THE TASK: Reproduce the following lines verbatim, keeping every line in its original order.

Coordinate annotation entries
━━━━━━━━━━━━━━━━━━━━━━━━━━━━━━

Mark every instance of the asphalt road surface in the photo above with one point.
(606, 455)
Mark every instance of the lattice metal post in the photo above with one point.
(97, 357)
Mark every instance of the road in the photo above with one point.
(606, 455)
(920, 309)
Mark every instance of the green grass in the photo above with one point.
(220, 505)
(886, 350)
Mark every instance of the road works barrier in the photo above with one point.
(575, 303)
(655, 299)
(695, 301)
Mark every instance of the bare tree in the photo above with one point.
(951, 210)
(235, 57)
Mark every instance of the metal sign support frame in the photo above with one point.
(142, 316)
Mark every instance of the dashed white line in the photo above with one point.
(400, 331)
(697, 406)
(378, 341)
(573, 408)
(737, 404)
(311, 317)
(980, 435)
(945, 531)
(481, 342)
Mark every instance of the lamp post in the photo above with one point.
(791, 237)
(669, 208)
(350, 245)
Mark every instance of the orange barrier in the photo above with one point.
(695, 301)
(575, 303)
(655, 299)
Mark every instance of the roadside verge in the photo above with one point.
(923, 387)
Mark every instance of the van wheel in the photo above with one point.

━━━━━━━━━━━━━━━━━━━━━━━━━━━━━━

REPLY:
Mark every instance of the asphalt road surface in the photo above with one point.
(606, 455)
Mark every instance of the lattice metal post in the photo above with one point.
(97, 357)
Mark every instance of the road in the photo above with one point.
(606, 455)
(920, 309)
Mark every instance of the green grass in the photo above with one point.
(220, 505)
(886, 350)
Mark every instance of the road works barrier in the photo above with one point.
(575, 303)
(655, 299)
(695, 301)
Mark every instance of the bare tree in the photo above with one point.
(951, 210)
(235, 57)
Mark every instance of the metal sign support frame in the photo above with one point.
(142, 316)
Mark every instance of the dashed white line in the photo above with one point.
(400, 331)
(697, 406)
(378, 341)
(573, 408)
(737, 404)
(311, 317)
(980, 435)
(945, 531)
(481, 342)
Mark every instance of the lamp post in the photo above with one point.
(791, 237)
(669, 208)
(350, 245)
Mark every instance of the orange barrier in the photo above with one point.
(695, 301)
(575, 303)
(655, 299)
Mark every instance of the roadside verge in the photo above with one point.
(923, 387)
Mark every instance of the van wheel in the photo above with one point.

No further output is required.